Available data section start
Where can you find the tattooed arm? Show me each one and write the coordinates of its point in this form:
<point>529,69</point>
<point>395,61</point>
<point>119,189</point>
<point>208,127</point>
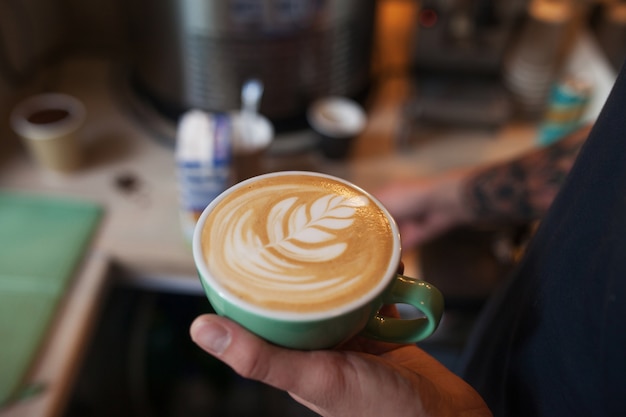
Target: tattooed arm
<point>524,188</point>
<point>518,190</point>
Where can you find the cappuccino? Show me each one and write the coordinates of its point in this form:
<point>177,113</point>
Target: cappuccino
<point>300,243</point>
Available data section end
§ Task statement
If a line of the records contains the word "each", count it; give only the total.

§ Written solution
2